**STATED PROBLEM**
Reproduce every entry below word for word, leaving out the pictures.
>> Start DATA ENTRIES
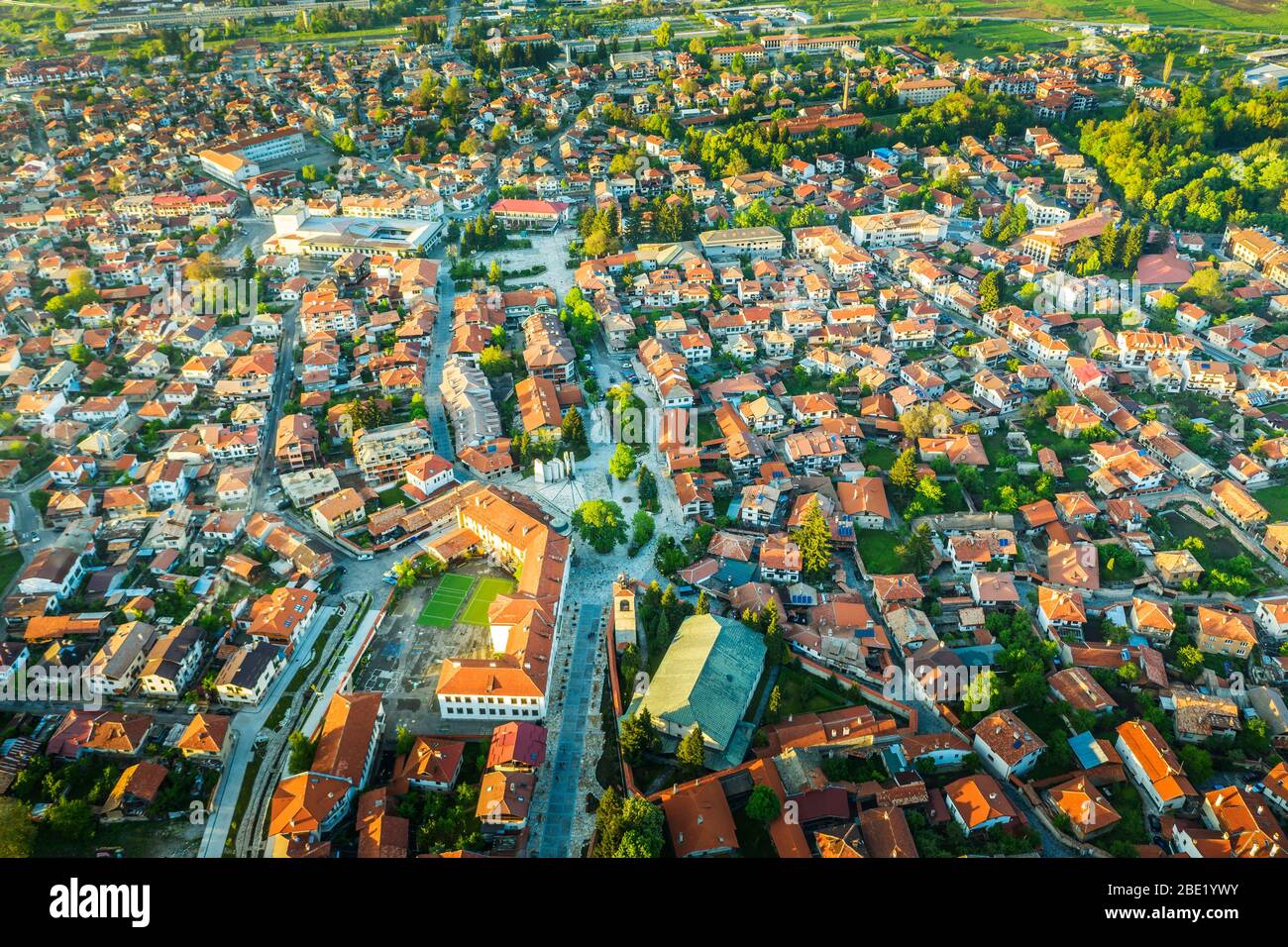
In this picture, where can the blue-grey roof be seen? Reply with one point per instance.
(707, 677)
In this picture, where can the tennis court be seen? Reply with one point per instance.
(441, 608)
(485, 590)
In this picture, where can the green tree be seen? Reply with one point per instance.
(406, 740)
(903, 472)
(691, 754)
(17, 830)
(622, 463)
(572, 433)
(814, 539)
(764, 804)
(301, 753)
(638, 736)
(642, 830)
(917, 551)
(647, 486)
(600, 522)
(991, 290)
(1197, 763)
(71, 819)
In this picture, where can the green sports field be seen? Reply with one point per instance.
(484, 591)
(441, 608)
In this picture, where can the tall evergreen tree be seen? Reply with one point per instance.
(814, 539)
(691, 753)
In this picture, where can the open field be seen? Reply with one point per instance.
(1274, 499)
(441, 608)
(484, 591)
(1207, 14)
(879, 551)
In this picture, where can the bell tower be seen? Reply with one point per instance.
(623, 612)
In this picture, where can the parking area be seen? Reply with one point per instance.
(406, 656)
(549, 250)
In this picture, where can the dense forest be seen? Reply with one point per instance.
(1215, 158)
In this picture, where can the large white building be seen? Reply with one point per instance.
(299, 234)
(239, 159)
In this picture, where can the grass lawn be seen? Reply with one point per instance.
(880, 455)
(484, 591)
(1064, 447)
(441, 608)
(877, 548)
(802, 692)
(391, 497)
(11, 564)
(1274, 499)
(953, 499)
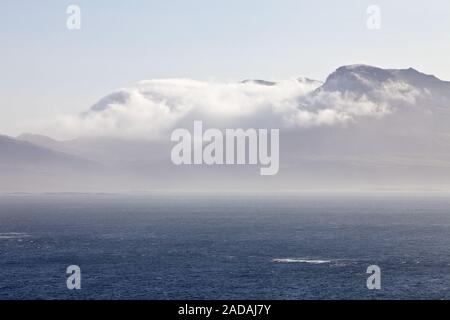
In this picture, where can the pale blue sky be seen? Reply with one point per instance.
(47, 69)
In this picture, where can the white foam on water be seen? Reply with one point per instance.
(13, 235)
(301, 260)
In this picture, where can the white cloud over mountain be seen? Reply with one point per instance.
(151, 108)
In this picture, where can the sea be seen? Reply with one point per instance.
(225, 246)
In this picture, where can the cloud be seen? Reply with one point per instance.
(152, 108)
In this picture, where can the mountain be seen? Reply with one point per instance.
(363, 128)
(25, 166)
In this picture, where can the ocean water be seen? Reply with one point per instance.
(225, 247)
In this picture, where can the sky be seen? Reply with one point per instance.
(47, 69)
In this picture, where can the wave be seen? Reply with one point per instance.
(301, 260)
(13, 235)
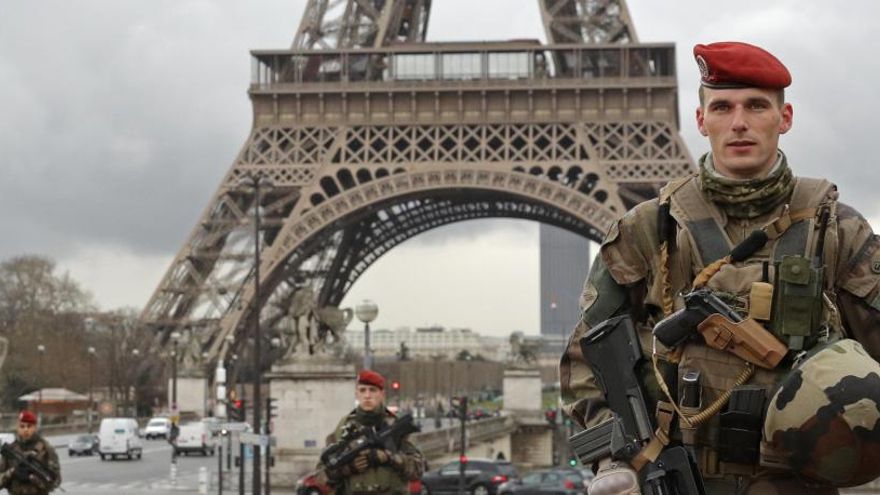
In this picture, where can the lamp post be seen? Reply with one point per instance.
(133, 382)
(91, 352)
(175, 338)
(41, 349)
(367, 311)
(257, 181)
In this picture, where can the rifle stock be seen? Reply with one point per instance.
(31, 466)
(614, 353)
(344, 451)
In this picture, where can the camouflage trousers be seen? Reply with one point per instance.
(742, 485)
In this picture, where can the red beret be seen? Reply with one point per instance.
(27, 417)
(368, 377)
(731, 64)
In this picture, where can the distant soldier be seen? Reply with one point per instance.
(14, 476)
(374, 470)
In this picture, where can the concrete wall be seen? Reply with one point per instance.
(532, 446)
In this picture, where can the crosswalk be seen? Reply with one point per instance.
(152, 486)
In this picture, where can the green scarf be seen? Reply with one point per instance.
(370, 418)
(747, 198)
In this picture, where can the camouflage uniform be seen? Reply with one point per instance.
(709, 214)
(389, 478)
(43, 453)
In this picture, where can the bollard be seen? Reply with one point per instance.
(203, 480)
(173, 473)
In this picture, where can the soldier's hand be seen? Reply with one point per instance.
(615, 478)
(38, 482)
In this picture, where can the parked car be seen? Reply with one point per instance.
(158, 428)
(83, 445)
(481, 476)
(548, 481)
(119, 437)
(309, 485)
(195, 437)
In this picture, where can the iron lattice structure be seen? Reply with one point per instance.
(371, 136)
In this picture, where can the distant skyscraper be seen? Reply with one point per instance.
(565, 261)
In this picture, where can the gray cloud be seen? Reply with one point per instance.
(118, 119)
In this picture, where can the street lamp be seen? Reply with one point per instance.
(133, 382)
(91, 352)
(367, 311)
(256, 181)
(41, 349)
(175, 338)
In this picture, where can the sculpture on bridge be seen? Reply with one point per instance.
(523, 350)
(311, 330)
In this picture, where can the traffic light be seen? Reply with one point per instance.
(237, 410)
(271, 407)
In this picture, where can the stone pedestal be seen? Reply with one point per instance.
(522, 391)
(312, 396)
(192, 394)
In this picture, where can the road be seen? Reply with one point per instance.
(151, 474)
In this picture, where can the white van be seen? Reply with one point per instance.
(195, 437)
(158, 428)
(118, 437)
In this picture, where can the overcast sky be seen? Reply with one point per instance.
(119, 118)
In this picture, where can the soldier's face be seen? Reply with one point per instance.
>> End DATA ENTRIES
**CORRECT OUTPUT**
In this picture, where can the blue-grey roof be seen? Reply with one point per instance.
(707, 677)
In this picture, where can the tennis court be seen? Reply with one point per instance.
(441, 608)
(485, 590)
In this picture, where can the green tree be seen? Reply with one point per instance.
(406, 740)
(903, 472)
(691, 754)
(17, 830)
(622, 463)
(572, 433)
(814, 539)
(764, 804)
(301, 753)
(638, 736)
(642, 830)
(917, 551)
(647, 486)
(600, 522)
(991, 290)
(1197, 763)
(71, 819)
In this picture, where can the green sports field be seen? Reply with one point per instance.
(484, 591)
(441, 608)
In this picture, where can the tall evergreen tree be seen? Reply with one point per instance.
(814, 539)
(691, 753)
In this picture, where can the open field be seen? Reply with one point per instance.
(1274, 499)
(441, 608)
(484, 591)
(1207, 14)
(879, 551)
In this picture, where can the bell tower be seen? Reply with one point per instance.
(623, 612)
In this picture, where can the parking area be seen? Reply with one point per instance.
(406, 656)
(549, 250)
In this picture, where can the dense forest be seen? Reply with one point per instance.
(1215, 158)
In this picture, where can the large white building be seen? Reply with one point per instance.
(299, 234)
(239, 159)
In this picture, where can the grass lawn be seen? Reply with one point per instance.
(880, 455)
(484, 591)
(1064, 447)
(441, 608)
(877, 548)
(802, 692)
(391, 497)
(11, 564)
(1274, 499)
(953, 499)
In this picture, where can the pale blue sky be seen? Reply with one point per instance.
(47, 69)
In this picture, where can the white foam on water be seen? Reply with one point per instance.
(13, 235)
(301, 260)
In this picture, where can the white cloud over mountain be seen? Reply with one point per instance.
(151, 108)
In this picture, where can the sea be seen? Reply with one point per instance.
(225, 246)
In this picture, where can the cloud be seen? Reply with one point per instance.
(152, 108)
In this picture, where can the mountain be seen? Reply with one point per instance.
(363, 128)
(25, 166)
In this picture, where can the ocean water be seen? Reply with one point per instance.
(225, 247)
In this picture, where can the sky be seen? Reply with one point per instance.
(47, 69)
In this picture, where can the wave be seen? Reply with one point per instance.
(301, 260)
(13, 235)
In this picture, where can the lamp post be seen? Reply with one point per instance.
(133, 382)
(91, 352)
(175, 338)
(41, 349)
(367, 311)
(257, 181)
In this picture, where can the rifle stock be seen? Reply with one point per instance.
(31, 466)
(614, 353)
(344, 451)
In this picture, where can the camouflage trousers be seen? Reply with one point per instance.
(742, 485)
In this picture, where can the red beret be seen? Reply with one point per instance.
(27, 417)
(368, 377)
(731, 64)
In this picture, where can the distant soldier be seen? Reply with one point per instance.
(14, 476)
(374, 470)
In this picture, where can the concrete wall be seen? Reply with one point per instance.
(532, 446)
In this picture, where can the crosswalk be seen? Reply with one point per instance.
(152, 486)
In this picture, where can the green scarf be seen? Reply with one point per instance.
(370, 418)
(747, 198)
In this picture, where can the camouflage uniform be seen? Reply with one point per instance.
(709, 214)
(389, 478)
(43, 453)
In this picture, where can the bollard be seen? Reply with one point per instance.
(203, 480)
(173, 473)
In this picture, where can the soldier's hand be seen? Reply with one point per instance.
(615, 478)
(38, 482)
In this picture, where can the parked car be seen? Reply with one point per instance.
(158, 428)
(83, 445)
(481, 476)
(548, 481)
(119, 437)
(309, 485)
(195, 437)
In this picture, where can the iron lattice structure be seen? Reply with one point per instance.
(371, 136)
In this picture, where can the distant skyscraper be seen? Reply with one point per instance.
(565, 261)
In this picture, where can the gray cloud be seen? Reply with one point per instance.
(118, 119)
In this picture, where can the street lamp be seen? Reply with one point per instance.
(133, 382)
(91, 352)
(367, 311)
(256, 181)
(41, 349)
(175, 338)
In this picture, where can the sculpture on bridge be seen? Reply with one point per instance.
(523, 350)
(311, 330)
In this picture, where can the traffic light be seen? Reply with one point per instance.
(237, 410)
(271, 407)
In this picture, where can the stone pedestal be seen? Reply with one point per instance.
(522, 391)
(312, 396)
(192, 394)
In this picture, where can the road be seen? Reply with one point per instance.
(151, 474)
In this picture, where can the white van be seen? Reply with one point per instance.
(195, 437)
(158, 428)
(118, 437)
In this picture, where can the overcast sky be seen? Reply with one point per instance.
(119, 118)
In this picture, where can the soldier's face be seen? Reply with one point per instance.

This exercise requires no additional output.